§ **TASK DIRECTIONS**
How many lines of the listing contain the string "target"? Reply with the number only.

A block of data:
* BEGIN *
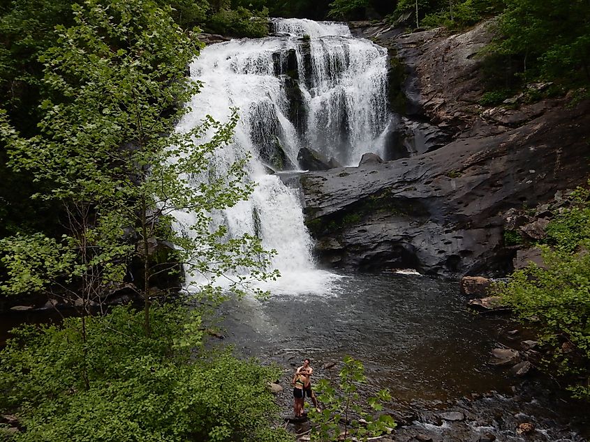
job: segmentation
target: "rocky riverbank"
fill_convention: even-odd
[[[302,176],[307,223],[325,265],[504,275],[516,254],[504,241],[507,212],[585,183],[590,102],[521,95],[494,108],[478,104],[478,52],[492,24],[406,34],[353,24],[389,49],[390,107],[400,116],[388,135],[392,160]]]

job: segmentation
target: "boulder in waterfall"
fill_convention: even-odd
[[[297,52],[295,49],[273,52],[272,64],[276,77],[285,75],[293,79],[299,79]]]
[[[376,153],[373,153],[372,152],[367,152],[367,153],[363,153],[362,156],[360,158],[360,161],[358,163],[359,166],[362,166],[363,165],[374,165],[374,164],[381,164],[383,162],[381,157],[380,157]]]
[[[274,142],[267,144],[260,151],[260,158],[267,166],[274,171],[288,170],[294,169],[294,165],[285,153],[283,144],[277,137],[274,137]]]
[[[464,276],[461,279],[461,294],[469,298],[487,296],[492,280],[482,276]]]
[[[338,160],[337,160],[334,157],[332,157],[330,159],[330,161],[327,162],[327,165],[330,166],[330,169],[337,169],[338,167],[344,167],[341,164],[340,164]]]
[[[302,147],[299,150],[297,160],[302,169],[307,170],[328,170],[330,160],[320,152],[309,147]]]

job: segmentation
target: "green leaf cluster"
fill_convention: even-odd
[[[21,432],[7,441],[292,440],[270,427],[276,369],[205,350],[203,317],[182,305],[129,307],[63,326],[27,326],[0,353],[0,413]]]
[[[547,368],[590,399],[590,191],[579,188],[547,227],[547,269],[531,264],[499,287],[519,316],[533,321],[551,349]]]
[[[367,441],[371,436],[390,433],[396,426],[393,418],[387,413],[373,418],[362,404],[359,386],[367,380],[362,363],[351,356],[345,356],[344,363],[337,387],[325,379],[314,387],[324,409],[309,412],[310,419],[316,424],[312,427],[311,440]],[[379,412],[383,409],[383,404],[390,400],[388,390],[382,390],[366,402],[374,412]]]
[[[337,20],[364,18],[369,0],[334,0],[330,3],[328,17]]]
[[[587,87],[590,4],[584,0],[505,0],[505,3],[498,26],[501,37],[492,46],[493,52],[518,59],[518,71],[525,81]]]
[[[12,167],[52,183],[50,192],[36,196],[63,204],[68,232],[55,240],[5,238],[6,289],[54,294],[58,287],[64,297],[100,302],[124,281],[126,266],[140,260],[135,284],[149,333],[149,289],[170,268],[152,257],[158,241],[176,246],[177,269],[189,264],[209,280],[245,274],[232,281],[237,291],[250,277],[276,277],[260,270],[269,255],[258,238],[229,238],[224,227],[211,229],[211,213],[253,189],[244,169],[247,158],[226,170],[209,166],[214,152],[231,141],[235,109],[226,123],[207,117],[190,130],[175,130],[190,110],[182,104],[200,86],[186,77],[200,47],[196,36],[175,22],[170,7],[152,0],[87,0],[73,6],[73,15],[74,24],[58,26],[56,45],[41,57],[53,98],[41,105],[40,134],[23,137],[0,114]],[[194,184],[199,176],[207,179]],[[176,234],[173,216],[186,211],[195,214],[186,226],[191,234]],[[137,243],[126,228],[133,229]],[[43,254],[48,241],[51,255]]]

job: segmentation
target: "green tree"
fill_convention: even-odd
[[[590,82],[590,4],[585,0],[506,0],[497,53],[517,56],[525,79]]]
[[[271,427],[268,383],[279,371],[206,350],[202,312],[172,304],[117,307],[63,326],[26,326],[0,352],[0,413],[15,414],[14,442],[286,442]],[[82,373],[87,376],[85,382]]]
[[[321,379],[314,388],[324,409],[309,412],[311,420],[317,424],[312,427],[311,440],[367,441],[369,436],[391,432],[396,424],[390,416],[383,413],[373,418],[362,405],[358,388],[367,381],[362,363],[351,356],[345,356],[344,362],[337,388]],[[382,390],[367,402],[374,411],[378,412],[383,409],[383,403],[390,400],[388,390]]]
[[[199,46],[170,13],[151,0],[88,0],[75,6],[75,24],[58,28],[57,45],[43,56],[45,81],[60,100],[43,102],[41,135],[22,138],[6,119],[0,126],[13,166],[50,181],[52,192],[39,197],[61,201],[71,213],[69,232],[61,238],[20,236],[3,241],[11,277],[5,288],[22,290],[27,278],[35,282],[29,289],[38,290],[65,278],[62,286],[81,282],[82,293],[93,294],[83,298],[87,303],[121,282],[128,264],[140,260],[148,334],[151,281],[169,270],[152,259],[154,242],[172,241],[177,264],[190,264],[212,278],[267,264],[256,238],[227,239],[223,227],[209,231],[208,214],[247,197],[252,185],[244,178],[246,158],[223,176],[208,170],[214,151],[231,139],[235,113],[226,124],[208,118],[191,130],[174,130],[190,110],[179,103],[200,87],[185,75]],[[205,141],[196,145],[198,139]],[[191,185],[198,175],[212,178]],[[177,211],[197,214],[191,226],[196,236],[170,228]],[[124,235],[125,227],[135,229],[137,245]],[[48,243],[64,254],[45,268],[36,266],[36,254]],[[255,271],[254,276],[275,273]],[[246,279],[237,277],[233,287],[239,290]]]
[[[334,0],[330,3],[328,17],[338,20],[364,18],[369,0]]]

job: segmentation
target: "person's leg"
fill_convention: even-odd
[[[297,397],[297,388],[293,388],[293,412],[295,418],[299,416],[299,397]]]

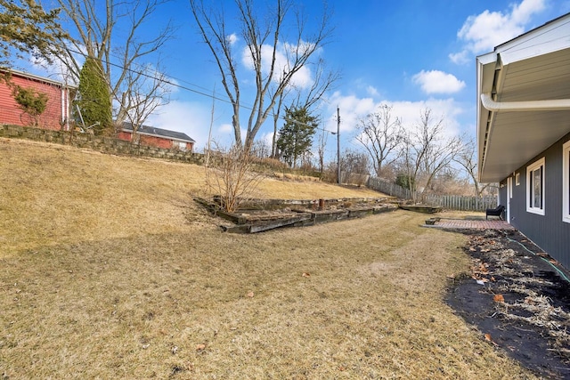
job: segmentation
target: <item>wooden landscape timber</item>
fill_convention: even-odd
[[[256,202],[248,207],[236,213],[228,213],[220,207],[219,197],[214,201],[200,198],[194,200],[206,207],[212,214],[217,215],[233,223],[221,225],[224,232],[256,233],[281,227],[305,227],[346,219],[362,218],[368,215],[395,211],[397,207],[386,202],[387,198],[343,198],[319,200],[282,200],[281,206],[278,199],[259,200],[259,204],[268,204],[268,209],[261,208]],[[217,200],[217,201],[216,201]],[[353,204],[357,205],[353,206]],[[332,205],[331,205],[332,204]],[[315,205],[318,205],[315,206]],[[327,209],[324,205],[329,207]],[[362,206],[364,205],[364,206]],[[291,206],[296,207],[291,208]],[[303,206],[308,208],[304,208]],[[348,206],[344,207],[344,206]]]
[[[428,205],[398,205],[398,207],[403,210],[415,211],[417,213],[424,214],[435,214],[439,213],[444,209],[441,206],[428,206]]]

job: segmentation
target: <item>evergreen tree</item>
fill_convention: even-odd
[[[285,124],[279,131],[277,149],[289,166],[296,167],[297,159],[310,153],[318,125],[318,117],[306,108],[285,108]]]
[[[109,85],[103,77],[101,62],[87,58],[79,73],[78,100],[77,104],[83,123],[93,127],[95,134],[113,133],[112,105]]]
[[[51,61],[56,42],[68,37],[58,17],[59,10],[45,11],[34,0],[0,0],[0,67],[11,66],[11,53],[22,59],[31,53]]]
* END *
§ **FINAL RESULT**
7